● Prompt: Report every line below that contains the word "plant", copying each one in full.

-- START Supplied records --

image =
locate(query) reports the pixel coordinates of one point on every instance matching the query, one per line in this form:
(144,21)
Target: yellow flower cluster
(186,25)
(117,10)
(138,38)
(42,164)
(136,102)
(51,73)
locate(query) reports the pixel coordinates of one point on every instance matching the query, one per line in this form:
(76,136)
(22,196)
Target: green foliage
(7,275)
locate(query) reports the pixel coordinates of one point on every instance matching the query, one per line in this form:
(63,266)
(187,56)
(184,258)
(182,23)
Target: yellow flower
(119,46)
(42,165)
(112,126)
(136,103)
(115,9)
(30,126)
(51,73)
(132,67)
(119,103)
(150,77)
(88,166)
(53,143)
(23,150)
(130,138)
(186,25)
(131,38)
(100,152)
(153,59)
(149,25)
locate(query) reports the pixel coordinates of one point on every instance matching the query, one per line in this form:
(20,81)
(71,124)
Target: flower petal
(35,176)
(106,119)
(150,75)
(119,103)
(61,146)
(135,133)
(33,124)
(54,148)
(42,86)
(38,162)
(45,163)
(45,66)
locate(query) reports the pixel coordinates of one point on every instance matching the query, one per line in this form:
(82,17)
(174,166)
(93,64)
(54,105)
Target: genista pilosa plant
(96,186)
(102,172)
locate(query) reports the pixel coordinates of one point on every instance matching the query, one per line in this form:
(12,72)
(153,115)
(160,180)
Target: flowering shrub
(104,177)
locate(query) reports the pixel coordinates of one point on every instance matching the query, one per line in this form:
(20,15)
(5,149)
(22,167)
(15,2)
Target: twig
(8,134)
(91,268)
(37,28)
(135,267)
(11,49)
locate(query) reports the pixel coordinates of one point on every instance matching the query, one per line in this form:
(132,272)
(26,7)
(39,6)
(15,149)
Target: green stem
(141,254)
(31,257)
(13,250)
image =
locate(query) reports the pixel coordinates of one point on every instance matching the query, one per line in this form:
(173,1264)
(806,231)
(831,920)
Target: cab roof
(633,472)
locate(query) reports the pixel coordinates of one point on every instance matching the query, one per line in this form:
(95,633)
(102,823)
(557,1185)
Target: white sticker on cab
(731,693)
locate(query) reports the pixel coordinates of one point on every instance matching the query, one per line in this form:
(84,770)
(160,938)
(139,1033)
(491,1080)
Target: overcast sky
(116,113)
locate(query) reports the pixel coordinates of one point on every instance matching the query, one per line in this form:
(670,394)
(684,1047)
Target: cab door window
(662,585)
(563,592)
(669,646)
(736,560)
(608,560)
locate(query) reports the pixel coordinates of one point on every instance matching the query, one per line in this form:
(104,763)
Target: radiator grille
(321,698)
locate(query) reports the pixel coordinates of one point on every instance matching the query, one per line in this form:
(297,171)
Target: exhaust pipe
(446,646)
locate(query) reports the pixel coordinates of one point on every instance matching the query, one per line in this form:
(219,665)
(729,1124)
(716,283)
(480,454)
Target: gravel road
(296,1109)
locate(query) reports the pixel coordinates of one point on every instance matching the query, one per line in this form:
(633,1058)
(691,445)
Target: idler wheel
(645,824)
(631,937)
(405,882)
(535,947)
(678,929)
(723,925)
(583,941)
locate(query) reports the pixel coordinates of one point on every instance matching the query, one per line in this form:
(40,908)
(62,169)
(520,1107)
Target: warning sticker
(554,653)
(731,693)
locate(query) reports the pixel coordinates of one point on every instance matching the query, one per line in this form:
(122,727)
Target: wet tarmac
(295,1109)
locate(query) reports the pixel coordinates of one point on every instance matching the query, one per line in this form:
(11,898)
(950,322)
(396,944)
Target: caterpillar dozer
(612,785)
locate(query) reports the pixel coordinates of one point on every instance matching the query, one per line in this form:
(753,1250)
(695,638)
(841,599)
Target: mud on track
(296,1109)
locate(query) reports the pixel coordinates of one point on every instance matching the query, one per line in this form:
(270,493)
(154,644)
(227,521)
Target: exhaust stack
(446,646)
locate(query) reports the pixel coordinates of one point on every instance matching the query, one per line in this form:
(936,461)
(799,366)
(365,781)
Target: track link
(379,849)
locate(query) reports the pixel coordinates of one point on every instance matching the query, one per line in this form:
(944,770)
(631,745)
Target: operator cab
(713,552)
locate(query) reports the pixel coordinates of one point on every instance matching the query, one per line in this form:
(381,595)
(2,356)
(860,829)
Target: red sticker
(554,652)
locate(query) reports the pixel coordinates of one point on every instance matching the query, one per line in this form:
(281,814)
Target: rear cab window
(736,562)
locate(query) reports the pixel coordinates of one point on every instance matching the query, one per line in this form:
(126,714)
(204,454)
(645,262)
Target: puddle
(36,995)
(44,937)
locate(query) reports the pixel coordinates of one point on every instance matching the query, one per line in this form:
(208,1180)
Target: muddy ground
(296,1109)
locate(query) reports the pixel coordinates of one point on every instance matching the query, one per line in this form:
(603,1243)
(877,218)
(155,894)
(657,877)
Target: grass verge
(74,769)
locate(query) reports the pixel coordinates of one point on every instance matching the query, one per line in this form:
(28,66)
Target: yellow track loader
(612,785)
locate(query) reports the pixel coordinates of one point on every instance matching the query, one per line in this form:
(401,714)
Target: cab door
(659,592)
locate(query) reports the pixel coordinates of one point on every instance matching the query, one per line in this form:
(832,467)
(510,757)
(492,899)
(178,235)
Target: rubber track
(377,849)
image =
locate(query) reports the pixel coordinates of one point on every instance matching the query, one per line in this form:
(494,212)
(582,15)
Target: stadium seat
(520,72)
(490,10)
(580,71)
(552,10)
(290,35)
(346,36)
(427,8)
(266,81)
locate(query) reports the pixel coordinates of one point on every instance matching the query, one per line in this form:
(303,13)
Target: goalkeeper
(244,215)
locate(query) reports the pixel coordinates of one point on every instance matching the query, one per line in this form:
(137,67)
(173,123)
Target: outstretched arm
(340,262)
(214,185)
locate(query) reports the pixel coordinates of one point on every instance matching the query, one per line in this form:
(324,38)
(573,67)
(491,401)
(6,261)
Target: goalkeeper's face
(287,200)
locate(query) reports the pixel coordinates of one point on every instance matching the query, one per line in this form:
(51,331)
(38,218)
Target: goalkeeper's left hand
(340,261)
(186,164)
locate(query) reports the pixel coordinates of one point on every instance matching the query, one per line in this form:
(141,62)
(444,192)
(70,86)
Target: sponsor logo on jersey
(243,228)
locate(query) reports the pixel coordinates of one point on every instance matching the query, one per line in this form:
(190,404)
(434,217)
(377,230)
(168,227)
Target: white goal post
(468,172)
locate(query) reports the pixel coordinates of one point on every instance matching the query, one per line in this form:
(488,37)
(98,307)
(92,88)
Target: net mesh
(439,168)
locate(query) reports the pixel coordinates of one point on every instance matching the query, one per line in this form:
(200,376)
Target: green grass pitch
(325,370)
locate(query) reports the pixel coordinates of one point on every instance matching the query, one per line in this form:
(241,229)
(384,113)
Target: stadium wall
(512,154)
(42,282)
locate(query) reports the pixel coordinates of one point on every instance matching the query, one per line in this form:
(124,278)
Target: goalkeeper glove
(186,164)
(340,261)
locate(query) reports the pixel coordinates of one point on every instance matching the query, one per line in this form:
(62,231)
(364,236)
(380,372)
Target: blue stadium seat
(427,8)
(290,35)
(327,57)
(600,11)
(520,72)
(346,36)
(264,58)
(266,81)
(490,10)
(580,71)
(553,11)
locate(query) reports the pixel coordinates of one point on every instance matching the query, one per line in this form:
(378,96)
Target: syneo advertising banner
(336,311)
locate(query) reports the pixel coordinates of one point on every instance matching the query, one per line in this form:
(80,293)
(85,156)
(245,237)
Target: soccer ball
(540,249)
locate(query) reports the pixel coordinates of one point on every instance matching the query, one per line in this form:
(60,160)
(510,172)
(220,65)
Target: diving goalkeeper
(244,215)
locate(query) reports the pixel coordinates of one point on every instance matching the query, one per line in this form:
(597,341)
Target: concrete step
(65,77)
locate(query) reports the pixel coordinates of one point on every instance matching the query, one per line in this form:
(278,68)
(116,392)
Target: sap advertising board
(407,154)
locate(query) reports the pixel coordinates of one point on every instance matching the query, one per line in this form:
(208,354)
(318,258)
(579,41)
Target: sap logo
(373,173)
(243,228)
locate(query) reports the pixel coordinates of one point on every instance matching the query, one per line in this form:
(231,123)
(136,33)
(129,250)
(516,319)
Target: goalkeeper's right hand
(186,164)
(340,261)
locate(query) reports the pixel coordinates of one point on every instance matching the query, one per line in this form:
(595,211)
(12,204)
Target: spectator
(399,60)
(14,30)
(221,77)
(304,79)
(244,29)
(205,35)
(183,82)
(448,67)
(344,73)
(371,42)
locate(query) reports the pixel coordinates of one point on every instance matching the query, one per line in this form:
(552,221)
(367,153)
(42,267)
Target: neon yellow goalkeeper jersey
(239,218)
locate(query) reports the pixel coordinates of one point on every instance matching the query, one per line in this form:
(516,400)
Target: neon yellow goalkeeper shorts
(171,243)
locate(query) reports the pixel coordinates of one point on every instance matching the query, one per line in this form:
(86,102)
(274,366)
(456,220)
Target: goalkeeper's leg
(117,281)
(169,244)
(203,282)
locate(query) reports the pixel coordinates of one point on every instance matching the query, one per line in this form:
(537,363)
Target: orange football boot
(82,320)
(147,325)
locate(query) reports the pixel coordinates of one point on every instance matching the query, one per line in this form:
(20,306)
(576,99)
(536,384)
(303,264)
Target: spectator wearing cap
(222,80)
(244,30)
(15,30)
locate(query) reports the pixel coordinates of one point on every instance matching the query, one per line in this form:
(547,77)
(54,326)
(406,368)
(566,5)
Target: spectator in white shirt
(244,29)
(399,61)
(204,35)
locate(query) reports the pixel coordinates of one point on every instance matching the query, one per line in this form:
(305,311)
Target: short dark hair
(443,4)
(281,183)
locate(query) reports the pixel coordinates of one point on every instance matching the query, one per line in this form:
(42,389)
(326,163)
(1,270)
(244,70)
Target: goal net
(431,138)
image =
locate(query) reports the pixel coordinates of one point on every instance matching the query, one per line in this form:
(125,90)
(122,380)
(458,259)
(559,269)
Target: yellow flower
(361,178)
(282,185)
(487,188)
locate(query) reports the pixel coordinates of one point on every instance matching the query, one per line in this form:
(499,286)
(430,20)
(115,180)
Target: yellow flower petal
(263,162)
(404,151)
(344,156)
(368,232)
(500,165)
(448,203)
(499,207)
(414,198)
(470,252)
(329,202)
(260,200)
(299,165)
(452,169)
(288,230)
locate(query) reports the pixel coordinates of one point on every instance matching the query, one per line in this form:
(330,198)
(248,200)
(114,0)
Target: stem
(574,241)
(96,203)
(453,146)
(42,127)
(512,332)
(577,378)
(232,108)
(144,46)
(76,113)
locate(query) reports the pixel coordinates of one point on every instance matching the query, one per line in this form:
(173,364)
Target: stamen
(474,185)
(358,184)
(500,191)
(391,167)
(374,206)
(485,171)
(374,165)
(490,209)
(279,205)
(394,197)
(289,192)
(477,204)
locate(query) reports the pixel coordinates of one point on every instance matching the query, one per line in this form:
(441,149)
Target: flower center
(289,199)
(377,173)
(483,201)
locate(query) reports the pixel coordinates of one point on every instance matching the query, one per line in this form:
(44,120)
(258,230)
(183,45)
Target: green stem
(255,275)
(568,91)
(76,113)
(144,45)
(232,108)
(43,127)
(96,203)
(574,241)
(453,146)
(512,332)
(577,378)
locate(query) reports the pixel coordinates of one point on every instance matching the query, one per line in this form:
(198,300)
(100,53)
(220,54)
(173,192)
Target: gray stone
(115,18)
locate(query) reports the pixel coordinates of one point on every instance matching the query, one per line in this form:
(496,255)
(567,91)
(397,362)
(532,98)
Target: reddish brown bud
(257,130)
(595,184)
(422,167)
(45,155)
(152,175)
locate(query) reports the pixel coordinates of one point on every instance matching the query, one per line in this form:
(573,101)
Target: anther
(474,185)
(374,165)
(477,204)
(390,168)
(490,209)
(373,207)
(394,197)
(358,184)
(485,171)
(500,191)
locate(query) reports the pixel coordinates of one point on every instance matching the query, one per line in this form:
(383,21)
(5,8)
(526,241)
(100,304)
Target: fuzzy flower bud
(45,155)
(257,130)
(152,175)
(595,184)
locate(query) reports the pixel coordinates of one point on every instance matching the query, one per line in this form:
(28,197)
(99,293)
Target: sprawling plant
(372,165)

-- END Supplied records --

● Answer below:
Target: genista pilosa plant
Target: sprawling plant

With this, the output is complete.